§ **TASK REQUIREMENTS**: Restate each line of the listing exactly, without carrying over any pictures.

## BEGIN GIVEN ENTRIES

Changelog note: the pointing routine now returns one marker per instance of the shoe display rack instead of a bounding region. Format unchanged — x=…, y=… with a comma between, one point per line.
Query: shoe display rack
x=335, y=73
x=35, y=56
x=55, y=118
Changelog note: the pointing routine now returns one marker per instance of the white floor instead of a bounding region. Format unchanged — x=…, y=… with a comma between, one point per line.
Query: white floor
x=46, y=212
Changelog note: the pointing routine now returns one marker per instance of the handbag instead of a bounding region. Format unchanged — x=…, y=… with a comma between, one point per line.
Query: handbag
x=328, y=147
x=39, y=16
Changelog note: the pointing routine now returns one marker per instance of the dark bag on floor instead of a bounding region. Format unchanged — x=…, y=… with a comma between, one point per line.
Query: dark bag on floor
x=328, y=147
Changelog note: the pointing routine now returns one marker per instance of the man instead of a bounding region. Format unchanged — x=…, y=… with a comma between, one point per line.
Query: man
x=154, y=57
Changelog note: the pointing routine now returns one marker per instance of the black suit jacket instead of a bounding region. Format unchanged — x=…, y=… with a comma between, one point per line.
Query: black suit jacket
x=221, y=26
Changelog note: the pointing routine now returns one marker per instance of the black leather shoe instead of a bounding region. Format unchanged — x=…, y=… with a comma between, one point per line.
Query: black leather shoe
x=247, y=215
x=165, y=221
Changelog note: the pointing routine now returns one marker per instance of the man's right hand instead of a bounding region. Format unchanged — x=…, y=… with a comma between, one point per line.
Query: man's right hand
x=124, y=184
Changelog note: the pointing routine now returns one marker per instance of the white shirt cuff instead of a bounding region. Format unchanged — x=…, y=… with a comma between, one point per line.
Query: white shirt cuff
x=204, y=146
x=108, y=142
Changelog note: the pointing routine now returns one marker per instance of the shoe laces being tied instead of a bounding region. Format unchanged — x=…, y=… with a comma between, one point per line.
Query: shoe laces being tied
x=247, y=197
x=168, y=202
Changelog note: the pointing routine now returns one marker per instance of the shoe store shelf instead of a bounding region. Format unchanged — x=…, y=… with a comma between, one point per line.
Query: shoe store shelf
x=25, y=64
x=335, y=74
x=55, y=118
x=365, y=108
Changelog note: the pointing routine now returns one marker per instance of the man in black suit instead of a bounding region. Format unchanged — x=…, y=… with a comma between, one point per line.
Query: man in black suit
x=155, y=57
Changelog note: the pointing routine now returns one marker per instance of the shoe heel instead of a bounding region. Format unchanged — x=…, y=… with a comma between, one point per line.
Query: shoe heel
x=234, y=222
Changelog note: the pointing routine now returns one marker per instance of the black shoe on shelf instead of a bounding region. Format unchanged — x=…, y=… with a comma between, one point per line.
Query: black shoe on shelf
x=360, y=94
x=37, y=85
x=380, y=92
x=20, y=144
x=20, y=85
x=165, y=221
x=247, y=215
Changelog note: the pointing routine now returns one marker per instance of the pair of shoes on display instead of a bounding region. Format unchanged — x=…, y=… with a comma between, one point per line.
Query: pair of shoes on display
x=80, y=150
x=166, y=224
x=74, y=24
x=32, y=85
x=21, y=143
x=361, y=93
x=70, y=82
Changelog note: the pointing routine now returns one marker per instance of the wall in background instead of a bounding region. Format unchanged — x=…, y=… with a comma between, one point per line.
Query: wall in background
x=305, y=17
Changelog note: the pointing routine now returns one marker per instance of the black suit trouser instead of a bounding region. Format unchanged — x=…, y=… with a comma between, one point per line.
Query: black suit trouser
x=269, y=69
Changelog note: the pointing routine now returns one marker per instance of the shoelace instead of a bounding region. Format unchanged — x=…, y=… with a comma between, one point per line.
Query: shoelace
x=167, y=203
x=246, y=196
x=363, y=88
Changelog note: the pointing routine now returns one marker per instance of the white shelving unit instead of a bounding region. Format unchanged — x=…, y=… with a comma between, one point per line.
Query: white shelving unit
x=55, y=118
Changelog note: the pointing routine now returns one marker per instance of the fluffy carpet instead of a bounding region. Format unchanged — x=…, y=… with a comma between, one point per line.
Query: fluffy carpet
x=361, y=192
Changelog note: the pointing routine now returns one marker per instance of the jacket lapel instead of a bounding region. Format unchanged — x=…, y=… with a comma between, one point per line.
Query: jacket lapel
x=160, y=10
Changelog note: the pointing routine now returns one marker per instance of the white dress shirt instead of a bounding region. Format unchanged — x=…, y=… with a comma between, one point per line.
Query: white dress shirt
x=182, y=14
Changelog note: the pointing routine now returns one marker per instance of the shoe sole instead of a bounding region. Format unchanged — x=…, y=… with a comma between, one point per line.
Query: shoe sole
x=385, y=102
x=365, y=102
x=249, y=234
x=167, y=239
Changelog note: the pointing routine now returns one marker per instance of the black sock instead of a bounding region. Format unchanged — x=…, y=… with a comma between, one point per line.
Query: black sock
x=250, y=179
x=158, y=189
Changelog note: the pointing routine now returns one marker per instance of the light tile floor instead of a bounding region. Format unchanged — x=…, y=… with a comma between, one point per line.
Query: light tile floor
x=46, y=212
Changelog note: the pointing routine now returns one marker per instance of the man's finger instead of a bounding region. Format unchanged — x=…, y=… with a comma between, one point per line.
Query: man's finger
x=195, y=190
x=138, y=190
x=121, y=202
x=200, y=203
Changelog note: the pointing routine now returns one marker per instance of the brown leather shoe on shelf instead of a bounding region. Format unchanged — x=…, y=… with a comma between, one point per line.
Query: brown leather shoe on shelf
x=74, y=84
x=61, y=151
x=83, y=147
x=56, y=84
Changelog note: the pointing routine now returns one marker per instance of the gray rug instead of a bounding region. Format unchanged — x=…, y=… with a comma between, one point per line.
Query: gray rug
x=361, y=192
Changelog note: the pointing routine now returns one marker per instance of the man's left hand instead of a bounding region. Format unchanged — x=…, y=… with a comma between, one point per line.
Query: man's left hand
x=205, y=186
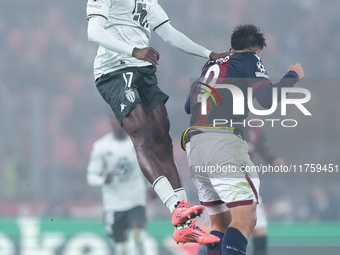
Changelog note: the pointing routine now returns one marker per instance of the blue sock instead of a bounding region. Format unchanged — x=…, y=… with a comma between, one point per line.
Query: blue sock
x=217, y=248
x=234, y=243
x=260, y=245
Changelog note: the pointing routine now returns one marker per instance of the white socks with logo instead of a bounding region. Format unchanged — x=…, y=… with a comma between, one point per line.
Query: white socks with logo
x=166, y=193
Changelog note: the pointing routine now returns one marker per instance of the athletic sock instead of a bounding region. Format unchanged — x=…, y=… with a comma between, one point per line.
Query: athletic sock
x=217, y=248
x=234, y=243
x=260, y=245
x=165, y=192
x=121, y=248
x=181, y=194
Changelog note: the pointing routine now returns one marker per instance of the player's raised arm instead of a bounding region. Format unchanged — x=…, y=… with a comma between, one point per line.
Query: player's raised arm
x=97, y=33
x=180, y=41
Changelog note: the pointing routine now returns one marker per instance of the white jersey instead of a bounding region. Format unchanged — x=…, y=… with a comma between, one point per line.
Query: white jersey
x=128, y=187
x=130, y=21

## END GIVEN ENTRIES

§ **TASK RESPONSE**:
Changelog note: the pointing routine now returns one marker per instance of the shoe display rack instead of a bounding region. Format unchanged — x=…, y=… with a comma between, one point per line.
Query: shoe display rack
x=335, y=73
x=35, y=56
x=55, y=118
Changelog note: the pointing routine now returns one marker per instance of the white floor instead of a bounding region. Format unchanged — x=…, y=… with a comma between, one point per line.
Query: white floor
x=46, y=212
Changelog note: the pointing routine now returns one marker per instance of the handbag instead of a bounding region. Format unchanged — x=…, y=… with a comma between, one point per line.
Query: handbag
x=328, y=147
x=39, y=16
Changelog note: the pointing routine now returns one marker per instance of the dark bag on floor instead of a bounding region. Format unchanged — x=…, y=… with a comma between, one point per line.
Query: dark bag on floor
x=328, y=147
Changelog note: the pointing routine now returns one marker per instance of the man instead of a bounding region. Format unchanged — x=…, y=… with a comma between, one point per line.
Query: man
x=154, y=57
Changelog note: the pointing routine now returns one marker per instance of the black suit jacket instead of a bounding region. Format unchanged — x=…, y=… with a comma between, one point per line.
Query: black suit jacket
x=221, y=26
Changelog note: the pointing routine now returns one marker per instance of the black leather shoe instead of a bounding region. Format unchanged — x=…, y=… with a comma between, one point per line.
Query: black leather shoe
x=247, y=215
x=165, y=221
Changelog note: the pointing routine now returns one marker per instance of the man's right hand instead of a bounding region. Format unchanged — x=…, y=… with a comma between, one point per line.
Query: man's right hand
x=124, y=184
Changelog note: the pointing routine now returns one marker per instance of the white shirt cuff instead of a bounding region. Format unchanged — x=…, y=… with a comma between, one point per line.
Query: white shirt cuff
x=204, y=146
x=108, y=142
Changelog note: the pointing routine now returns one marker per instance of the shoe laces being tied instead of a bounding region. Format unchanged — x=…, y=… with a comma between, one point per line.
Query: shoe laces being tied
x=247, y=197
x=168, y=202
Changelog note: the pointing routine now returns one marker per instance of the shoe store shelf instead of a bounding region. Format unchanged — x=…, y=… with a comma between, one point per line.
Query: shoe store shelf
x=25, y=64
x=335, y=74
x=55, y=118
x=365, y=108
Changelog note: the pointing routine now returns one marker per instance of the man in black suit instead of a bounding region. Format unchanged — x=…, y=… with a comma between, one point per line.
Query: man in black suit
x=155, y=57
Changelog note: the pointing routine now returns one marker per instance of the shoe heel instead of a bounding region. Format unchanged — x=…, y=… with a comma between, one point per line.
Query: shoe heel
x=234, y=222
Changelog note: the pointing routine now returns one marker per instance of the black shoe on shelf instead of a bounding region. Format unchanged — x=…, y=… with a comma between, one point per line.
Query: black shoe on shelf
x=360, y=94
x=37, y=85
x=380, y=92
x=20, y=144
x=20, y=85
x=165, y=221
x=247, y=215
Changelog note: the pointing routine now returns one marker per instance of the pair of shoes on display instead of a bounding region. Format unchanged — x=…, y=… with a comma between, one point per line.
Query: pair of shoes on display
x=80, y=150
x=166, y=224
x=74, y=24
x=32, y=85
x=21, y=143
x=361, y=93
x=70, y=82
Changelog note: the pointing routine now returns one marker per instance of the wall in background instead of a bounding region. Format unchanged — x=…, y=… with a comma between, one point per line.
Query: wall in background
x=305, y=17
Changelog note: the pointing routine now returns one marker per instance of the black suit trouser instead of a bounding region. Format unchanged — x=…, y=… with a comma between, one point per line.
Query: black suit trouser
x=269, y=69
Changelog note: the pointing routine now returns one marker per instance of the shoelace instead of a bounding region. Format unchanged — x=…, y=… with a comma between, one point per line.
Query: shoelace
x=167, y=203
x=246, y=196
x=363, y=88
Changelog note: the pointing routine now returns one marker per instance of the white shelving unit instead of a bounding region. Format unchanged — x=…, y=… with a comma between, one point per line.
Query: white shelving unit
x=55, y=118
Changelog note: the pointing routine now returns one marker per instance of the fluffy carpet instead of a bounding region. Format unchanged — x=…, y=… with a comma between, one point per line.
Query: fluffy carpet
x=361, y=192
Changelog note: the pointing routine now returns one marker per instance of the jacket lapel instead of a bounding region. Format unchanged — x=…, y=… with a comma between, one point per line.
Query: jacket lapel
x=160, y=10
Changelog note: the pointing routine now returns one marker per instance of the white dress shirt instead of a bounding region. Format unchanged — x=…, y=… with a comma between, one point per line.
Query: white dress shirt
x=182, y=14
Changelog note: the pointing routine now returns one marker per instance of the shoe sole instead of a bounding region. Format unchanged — x=…, y=… with a comma between, one point per line.
Query: shoe sole
x=385, y=102
x=365, y=102
x=249, y=234
x=167, y=239
Changelog note: the pointing routine now returns one marker per instance of the black sock instead of a bounding region. Format unchanged — x=…, y=… with a comma between, one point per line.
Query: black sock
x=250, y=179
x=158, y=189
Changelog note: the pointing routine now returns one marker per instance of the light tile floor instead of a bounding region. Format unchanged — x=…, y=… with a comma between, one point per line.
Query: light tile floor
x=46, y=212
Changelog note: the pointing routine now returns one marker per instance of the man's finger instead of a bounding region. Format unchanged — x=…, y=… with a comma between, one point per line.
Query: man's finger
x=195, y=190
x=138, y=190
x=121, y=202
x=200, y=203
Changelog note: the pointing routine now returns one marker per instance of the brown leather shoe on shelf instead of a bounding region. Format unchanged — x=…, y=… with a comma between, one point per line.
Query: brown leather shoe on shelf
x=74, y=84
x=61, y=151
x=83, y=147
x=56, y=84
Changelog note: the pointing routine now returns one marker per instance of the gray rug instead of a bounding region. Format unchanged — x=…, y=… with a comma between, one point per line.
Query: gray rug
x=361, y=192
Changelog note: the pointing routine now returns one marker per instance of the man's left hand instead of a bounding region. Format unchanged — x=…, y=… with a comma between, one point per line.
Query: man's left hand
x=205, y=186
Changelog note: the pointing routine now returns one marker per instance of the blue sock instead of a bounding region. Format unchanged — x=…, y=… with a comma between, one point per line.
Query: blue sock
x=217, y=248
x=234, y=243
x=260, y=245
Changelog note: the pointing routine now returns one marker per instance of the white socks with logo instead of a bounding region. Format unchanged — x=…, y=… with a comma between, one point per line.
Query: white socks with logo
x=166, y=193
Changelog note: the pointing routine now returns one marker per instance of the athletic sock instead of a bounding region. Format unchanged — x=…, y=… with a comma between, one point per line.
Query: athletic sock
x=217, y=248
x=234, y=243
x=260, y=245
x=165, y=192
x=121, y=248
x=181, y=194
Changelog note: the pointing routine now returns one marker per instance of the player's raised arm instead of a bounding region. Format unchanged — x=…, y=… with a comma between, one point per line.
Query: player's raised arm
x=97, y=33
x=180, y=41
Changelog note: the pointing routine now returns one marker per instance of the white jersey instead of a bounding region. Format unchanged — x=…, y=… with a comma between, one point per line.
Query: white jersey
x=128, y=187
x=130, y=21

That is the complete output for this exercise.